DIRECTIONS:
**1.** Answer each question from the excerpt on FERC's order.
(a) What did FERC's precedents require NYISO to do?
(b) Under FCC v. Fox Television Stations, what two things must FERC do when it abandons its precedents?
(c) Before this court, how did FERC say the PSC could interpret the Act's zero-emission target?
**2.** List every authority in the excerpt on FERC's order that is cited with a year in parentheses, and give that year for each.

GIVEN TEXT:
==================================================

But at the time of NYISO’s filing, the PSC had not exercised its discretion to “modify” the Act’s zero-emission 3 target and had given no indication it ever would.N.Y. PUB. SERV. LAW § 66
-p(2). That regulatory inaction is key because as NYISO noted in its filing—and indeed, as FERC acknowledged in its order—FERC’s precedents required NYISO to “take into account currently effective laws and regulations and avoid speculating about laws and regulations in the future.” Demand Curve Order at P 161; see N.Y. Indep. Sys. Operator, Inc.,146 FERC ¶ 61,043
at P 74 (2014) (“While there is always a risk that regulations will change in the future, [NYISO] cannot base [its filings] on speculation that … New York State regulators will act at some point in the future.”). FERC’s decision to reject NYISO’s filing based on the possibility that the PSC might alter the Act’s requirements in the future was thus squarely inconsistent with its precedents. FERC is entitled to abandon its precedents and choose a new approach, so long as it “provide[s] reasoned explanation for its action” and acknowledges “that it is changing position.” FCC v. Fox Television Stations, Inc.,556 U.S. 502
, 515 (2009); see also Wis. Valley Improvement Co. v. FERC,236 F.3d 738
, 748 (D.C. Cir. 2001) (“[A]n agency acts arbitrarily and capriciously when it abruptly departs from a position it previously held without satisfactorily explaining its reason for doing so.”). FERC’s order neither recognized nor explained its departure from precedent. That was arbitrary. Second, FERC observed that the Climate Act “does not yet contain finalized compliance criteria for its zero-emission requirements” and obliquely implied that the PSC might structure its regulations to permit gas-burning plants to remain in operation beyond 2040. Demand Curve Order at P 161. Before this court, FERC further explained that the PSC could interpret the Act’s zero- emission target on a net basis—permitting some gas-fired plants to continue operating beyond 2039 and offsetting their emissions through investments in carbon-capture or similar technologies. That argument does not appear in FERC’s order. In any event, FERC’s order failed to explain why NYISO’s contrary reading of the Act—namely, that the PSC will require each power plant in New York to meet the “2040 zero-emission requirement,”id.

==================================================

GIVEN ENTRIES:
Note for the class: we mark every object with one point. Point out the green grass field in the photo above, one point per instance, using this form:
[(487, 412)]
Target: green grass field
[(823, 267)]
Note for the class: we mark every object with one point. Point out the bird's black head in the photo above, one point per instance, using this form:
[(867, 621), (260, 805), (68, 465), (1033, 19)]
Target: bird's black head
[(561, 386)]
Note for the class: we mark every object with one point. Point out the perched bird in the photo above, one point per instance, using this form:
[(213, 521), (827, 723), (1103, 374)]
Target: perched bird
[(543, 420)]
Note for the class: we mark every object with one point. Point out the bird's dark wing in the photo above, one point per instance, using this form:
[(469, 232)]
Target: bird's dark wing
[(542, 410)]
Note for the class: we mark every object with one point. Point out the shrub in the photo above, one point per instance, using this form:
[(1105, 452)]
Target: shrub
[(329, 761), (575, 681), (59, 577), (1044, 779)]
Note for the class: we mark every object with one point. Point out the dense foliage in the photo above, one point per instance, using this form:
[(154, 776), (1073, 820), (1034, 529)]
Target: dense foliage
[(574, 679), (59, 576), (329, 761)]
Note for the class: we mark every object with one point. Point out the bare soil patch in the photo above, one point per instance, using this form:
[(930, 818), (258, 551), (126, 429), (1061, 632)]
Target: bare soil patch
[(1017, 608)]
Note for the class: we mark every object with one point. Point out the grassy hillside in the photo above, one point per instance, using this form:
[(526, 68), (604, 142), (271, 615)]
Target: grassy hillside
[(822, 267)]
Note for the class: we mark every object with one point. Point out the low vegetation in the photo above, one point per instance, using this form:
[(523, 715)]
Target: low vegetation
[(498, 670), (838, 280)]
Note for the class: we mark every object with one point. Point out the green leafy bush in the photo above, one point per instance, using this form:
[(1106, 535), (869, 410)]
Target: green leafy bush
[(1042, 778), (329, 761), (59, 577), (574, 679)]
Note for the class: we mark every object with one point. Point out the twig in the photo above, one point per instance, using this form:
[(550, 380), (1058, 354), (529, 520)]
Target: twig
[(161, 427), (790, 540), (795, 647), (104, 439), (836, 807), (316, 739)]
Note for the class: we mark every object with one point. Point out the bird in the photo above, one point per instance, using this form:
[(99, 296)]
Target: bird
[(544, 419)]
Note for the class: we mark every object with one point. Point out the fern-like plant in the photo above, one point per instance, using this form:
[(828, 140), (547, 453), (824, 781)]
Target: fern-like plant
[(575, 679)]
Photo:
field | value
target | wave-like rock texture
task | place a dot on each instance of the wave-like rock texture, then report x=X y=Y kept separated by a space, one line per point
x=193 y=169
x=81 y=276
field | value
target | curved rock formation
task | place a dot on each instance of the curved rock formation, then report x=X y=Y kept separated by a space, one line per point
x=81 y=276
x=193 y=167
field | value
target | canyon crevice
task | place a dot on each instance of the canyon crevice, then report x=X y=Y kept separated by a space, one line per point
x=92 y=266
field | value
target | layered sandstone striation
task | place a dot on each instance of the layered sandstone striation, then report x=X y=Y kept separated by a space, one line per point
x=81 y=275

==================================================

THE REPLIES:
**1.**
(a) Take into account currently effective laws and regulations and avoid speculating about laws and regulations in the future.
(b) Provide a reasoned explanation for its action and acknowledge that it is changing position.
(c) On a net basis, allowing some gas-fired plants to keep operating beyond 2039 and offsetting their emissions through investments in carbon-capture or similar technologies.

**2.**
N.Y. Indep. Sys. Operator, Inc., 2014
FCC v. Fox Television Stations, Inc., 2009
Wis. Valley Improvement Co. v. FERC, 2001